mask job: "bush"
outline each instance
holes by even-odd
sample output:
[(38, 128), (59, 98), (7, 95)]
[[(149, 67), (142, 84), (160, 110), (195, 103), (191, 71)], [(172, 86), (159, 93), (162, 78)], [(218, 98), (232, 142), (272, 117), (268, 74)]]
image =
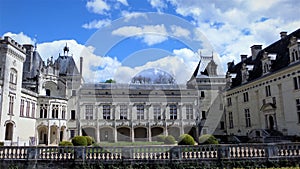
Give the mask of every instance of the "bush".
[(88, 145), (85, 136), (75, 136), (72, 139), (72, 143), (74, 146), (87, 146)]
[(0, 147), (1, 146), (4, 146), (4, 142), (3, 141), (0, 141)]
[(61, 141), (58, 145), (59, 146), (73, 146), (73, 143), (70, 141)]
[(219, 144), (219, 141), (216, 139), (215, 136), (211, 134), (204, 134), (199, 137), (200, 144)]
[(176, 140), (172, 135), (168, 135), (165, 137), (164, 143), (165, 144), (175, 144)]
[(179, 136), (178, 145), (195, 145), (195, 140), (189, 134), (182, 134)]
[(91, 136), (84, 136), (84, 137), (86, 138), (86, 141), (87, 141), (87, 145), (88, 145), (88, 146), (90, 146), (90, 145), (92, 145), (92, 144), (95, 143), (95, 140), (94, 140), (93, 137), (91, 137)]
[(158, 135), (156, 139), (157, 139), (158, 142), (165, 142), (166, 136)]

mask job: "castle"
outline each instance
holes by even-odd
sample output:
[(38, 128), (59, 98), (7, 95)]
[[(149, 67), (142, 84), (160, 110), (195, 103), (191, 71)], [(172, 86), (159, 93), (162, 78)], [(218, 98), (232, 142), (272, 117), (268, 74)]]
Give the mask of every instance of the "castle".
[[(188, 133), (276, 141), (300, 135), (300, 29), (218, 75), (213, 57), (184, 85), (86, 83), (67, 45), (44, 62), (33, 45), (0, 39), (0, 142), (57, 145), (76, 135), (96, 142), (155, 141)], [(138, 81), (138, 78), (135, 79)], [(282, 140), (283, 137), (280, 139)], [(269, 140), (268, 140), (269, 139)]]

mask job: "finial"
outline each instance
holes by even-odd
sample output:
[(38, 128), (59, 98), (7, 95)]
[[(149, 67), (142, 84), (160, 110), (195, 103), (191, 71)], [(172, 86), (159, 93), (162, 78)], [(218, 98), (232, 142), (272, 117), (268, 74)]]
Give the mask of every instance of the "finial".
[(33, 42), (34, 42), (34, 51), (36, 51), (36, 48), (37, 48), (37, 35), (36, 34), (34, 35)]
[(66, 52), (67, 52), (67, 55), (69, 53), (69, 47), (68, 47), (68, 44), (66, 43), (66, 46), (64, 47), (64, 55), (66, 56)]

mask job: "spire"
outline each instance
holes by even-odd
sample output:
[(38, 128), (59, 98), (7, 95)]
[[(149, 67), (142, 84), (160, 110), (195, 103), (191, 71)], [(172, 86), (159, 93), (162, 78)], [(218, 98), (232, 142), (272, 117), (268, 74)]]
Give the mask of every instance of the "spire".
[(66, 56), (66, 53), (68, 55), (69, 53), (69, 47), (68, 47), (68, 44), (66, 43), (66, 46), (64, 47), (64, 55)]

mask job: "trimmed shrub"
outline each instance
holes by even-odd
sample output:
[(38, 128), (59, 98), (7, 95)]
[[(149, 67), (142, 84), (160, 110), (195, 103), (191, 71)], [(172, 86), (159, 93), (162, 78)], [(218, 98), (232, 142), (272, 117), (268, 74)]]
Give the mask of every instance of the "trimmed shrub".
[(195, 145), (195, 140), (189, 134), (182, 134), (179, 136), (178, 145)]
[(70, 141), (61, 141), (58, 145), (59, 146), (73, 146), (73, 143)]
[(93, 137), (91, 137), (91, 136), (84, 136), (84, 137), (86, 138), (86, 141), (87, 141), (87, 145), (88, 145), (88, 146), (90, 146), (90, 145), (92, 145), (92, 144), (95, 143), (95, 140), (94, 140)]
[(0, 141), (0, 146), (4, 146), (4, 142), (3, 141)]
[(158, 135), (156, 138), (156, 140), (158, 142), (165, 142), (165, 139), (166, 139), (166, 136), (164, 136), (164, 135)]
[(216, 139), (215, 136), (211, 134), (204, 134), (199, 137), (200, 144), (219, 144), (219, 141)]
[(74, 146), (87, 146), (87, 140), (85, 136), (75, 136), (72, 139), (72, 143)]
[(165, 137), (164, 143), (165, 144), (175, 144), (176, 140), (172, 135), (168, 135)]

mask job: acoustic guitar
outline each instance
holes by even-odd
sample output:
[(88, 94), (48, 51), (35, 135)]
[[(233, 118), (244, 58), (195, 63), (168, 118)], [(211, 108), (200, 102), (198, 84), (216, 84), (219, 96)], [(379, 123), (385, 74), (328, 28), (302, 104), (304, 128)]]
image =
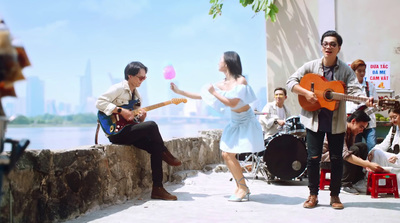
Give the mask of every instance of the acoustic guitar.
○ ○ ○ ○ ○
Scan the data above for the string "acoustic". Copy every line in which it appears.

mask job: acoustic guitar
Give the mask of every instance of the acoustic guitar.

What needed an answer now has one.